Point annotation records
## begin

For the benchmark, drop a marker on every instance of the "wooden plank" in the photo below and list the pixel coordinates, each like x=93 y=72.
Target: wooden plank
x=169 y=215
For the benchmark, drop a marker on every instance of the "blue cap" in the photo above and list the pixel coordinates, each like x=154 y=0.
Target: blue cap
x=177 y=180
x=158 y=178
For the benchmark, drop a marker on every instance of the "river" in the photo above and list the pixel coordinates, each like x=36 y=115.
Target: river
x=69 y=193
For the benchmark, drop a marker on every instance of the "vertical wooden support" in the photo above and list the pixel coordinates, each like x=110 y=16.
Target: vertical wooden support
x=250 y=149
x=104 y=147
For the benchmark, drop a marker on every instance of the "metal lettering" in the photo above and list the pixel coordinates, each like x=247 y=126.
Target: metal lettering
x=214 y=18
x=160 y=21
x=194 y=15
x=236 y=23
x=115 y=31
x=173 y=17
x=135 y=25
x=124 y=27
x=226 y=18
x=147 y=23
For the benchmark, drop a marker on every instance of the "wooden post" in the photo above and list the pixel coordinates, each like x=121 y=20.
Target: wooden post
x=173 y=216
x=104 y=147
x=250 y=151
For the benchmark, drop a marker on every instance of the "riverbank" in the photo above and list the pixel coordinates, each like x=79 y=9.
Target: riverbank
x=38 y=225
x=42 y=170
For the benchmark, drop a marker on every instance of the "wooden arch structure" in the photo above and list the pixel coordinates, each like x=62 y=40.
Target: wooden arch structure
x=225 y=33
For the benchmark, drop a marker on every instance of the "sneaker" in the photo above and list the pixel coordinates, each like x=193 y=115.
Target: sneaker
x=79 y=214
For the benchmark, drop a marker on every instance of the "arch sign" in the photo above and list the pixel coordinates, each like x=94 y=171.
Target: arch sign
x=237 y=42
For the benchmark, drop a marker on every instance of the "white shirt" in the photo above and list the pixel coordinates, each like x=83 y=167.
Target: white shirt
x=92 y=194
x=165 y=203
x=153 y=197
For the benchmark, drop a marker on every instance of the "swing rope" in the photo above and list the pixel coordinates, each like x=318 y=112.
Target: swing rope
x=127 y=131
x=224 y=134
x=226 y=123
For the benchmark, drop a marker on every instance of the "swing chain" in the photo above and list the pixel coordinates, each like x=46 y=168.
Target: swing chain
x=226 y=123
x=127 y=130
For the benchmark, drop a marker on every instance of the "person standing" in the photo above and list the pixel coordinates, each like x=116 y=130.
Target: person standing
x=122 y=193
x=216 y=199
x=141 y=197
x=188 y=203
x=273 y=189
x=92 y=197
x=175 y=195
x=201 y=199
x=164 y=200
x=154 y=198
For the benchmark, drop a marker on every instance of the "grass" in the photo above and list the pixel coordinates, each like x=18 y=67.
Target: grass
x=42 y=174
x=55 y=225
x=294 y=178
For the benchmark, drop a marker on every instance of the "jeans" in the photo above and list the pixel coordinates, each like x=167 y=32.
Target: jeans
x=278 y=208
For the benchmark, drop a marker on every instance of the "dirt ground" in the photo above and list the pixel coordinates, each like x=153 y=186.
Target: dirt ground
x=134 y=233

## end

Required work
The records above need to be transcribed in full. Keep every character unchanged.

Finished exercise
For the benchmark, drop a marker on every instance of the "wooden plank" in the photo below and list the pixel coordinates, each like x=93 y=72.
Target: wooden plank
x=169 y=215
For the benchmark, drop a marker on every instance of the "blue cap" in the photo above and list the pixel coordinates, each like x=154 y=0.
Target: blue cap
x=177 y=180
x=158 y=178
For the benchmark, drop a marker on every instance of the "river" in the photo above and list the pixel coordinates, each like x=36 y=115.
Target: river
x=69 y=193
For the benchmark, drop a marker on every instance of the "vertical wooden support" in the photo above and list the pixel coordinates, each like x=110 y=16.
Target: vertical wooden support
x=250 y=149
x=104 y=147
For the benchmark, drop a marker on every instance of the "metal lettering" in the photo above and list the pixel coordinates, each like x=247 y=126.
Target: metal lettering
x=214 y=18
x=160 y=21
x=194 y=15
x=236 y=23
x=115 y=31
x=173 y=17
x=135 y=25
x=124 y=27
x=226 y=18
x=147 y=23
For the benchmark, drop a marker on every instance of the "wooden post" in the photo above and list the pixel coordinates, each like x=121 y=20.
Target: wooden post
x=173 y=216
x=104 y=147
x=250 y=151
For the benchmark, drop a marker on every instance of the "riverbank" in the photo above and list the pixel coordinates, each like x=79 y=9.
Target: riverbank
x=38 y=225
x=42 y=170
For the benchmark, drop a marker on every instance of the "wooden arch structure" in the photo above and list the pixel coordinates, each like x=62 y=40.
Target: wooden arch structure
x=225 y=33
For the benchmark, drop a marker on every instance of the "sneaker" in the photo above and list the pixel coordinates, each like x=193 y=115.
Target: sneaker
x=79 y=214
For the benchmark, drop a marker on every instance of the "arch sign" in the photo above and list the pixel coordinates, each like x=94 y=171.
Target: arch sign
x=237 y=42
For the benchmark, drop a marker on every instance of the "white shirt" in the photo above and list the pixel coordinates, each like x=83 y=167.
Target: white shirt
x=92 y=194
x=165 y=203
x=153 y=197
For the benchmark, drop a marker on every instance of the "swing rope" in the photo above and list the pixel coordinates, each like x=318 y=112.
Target: swing rope
x=127 y=131
x=224 y=134
x=226 y=123
For the benchmark, drop a marker on every instance of the "swing chain" in the photo above and list the pixel coordinates, each like x=46 y=168.
Target: swing chain
x=226 y=123
x=127 y=130
For the benchmark, drop a marker on every instance of the "person standing" in the photo above and list the pixel coordinates, each like x=116 y=130.
Target: person standing
x=122 y=193
x=216 y=199
x=141 y=197
x=188 y=203
x=273 y=189
x=92 y=197
x=175 y=195
x=201 y=199
x=164 y=200
x=154 y=198
For the benchmark, drop a marker on every instance of the "grass" in the photo above and list the pixel coordinates, each like x=18 y=67.
Target: grass
x=42 y=174
x=55 y=225
x=294 y=178
For the benchmark, drop a marker on every instance of the "jeans" in the photo above and list the pixel coordinates, each like x=167 y=32.
Target: jeans
x=278 y=208
For the benchmark, drop a marker on every instance of the "dirt ground" in the photo above and list the pixel coordinates, each like x=153 y=186.
Target: dirt ground
x=134 y=233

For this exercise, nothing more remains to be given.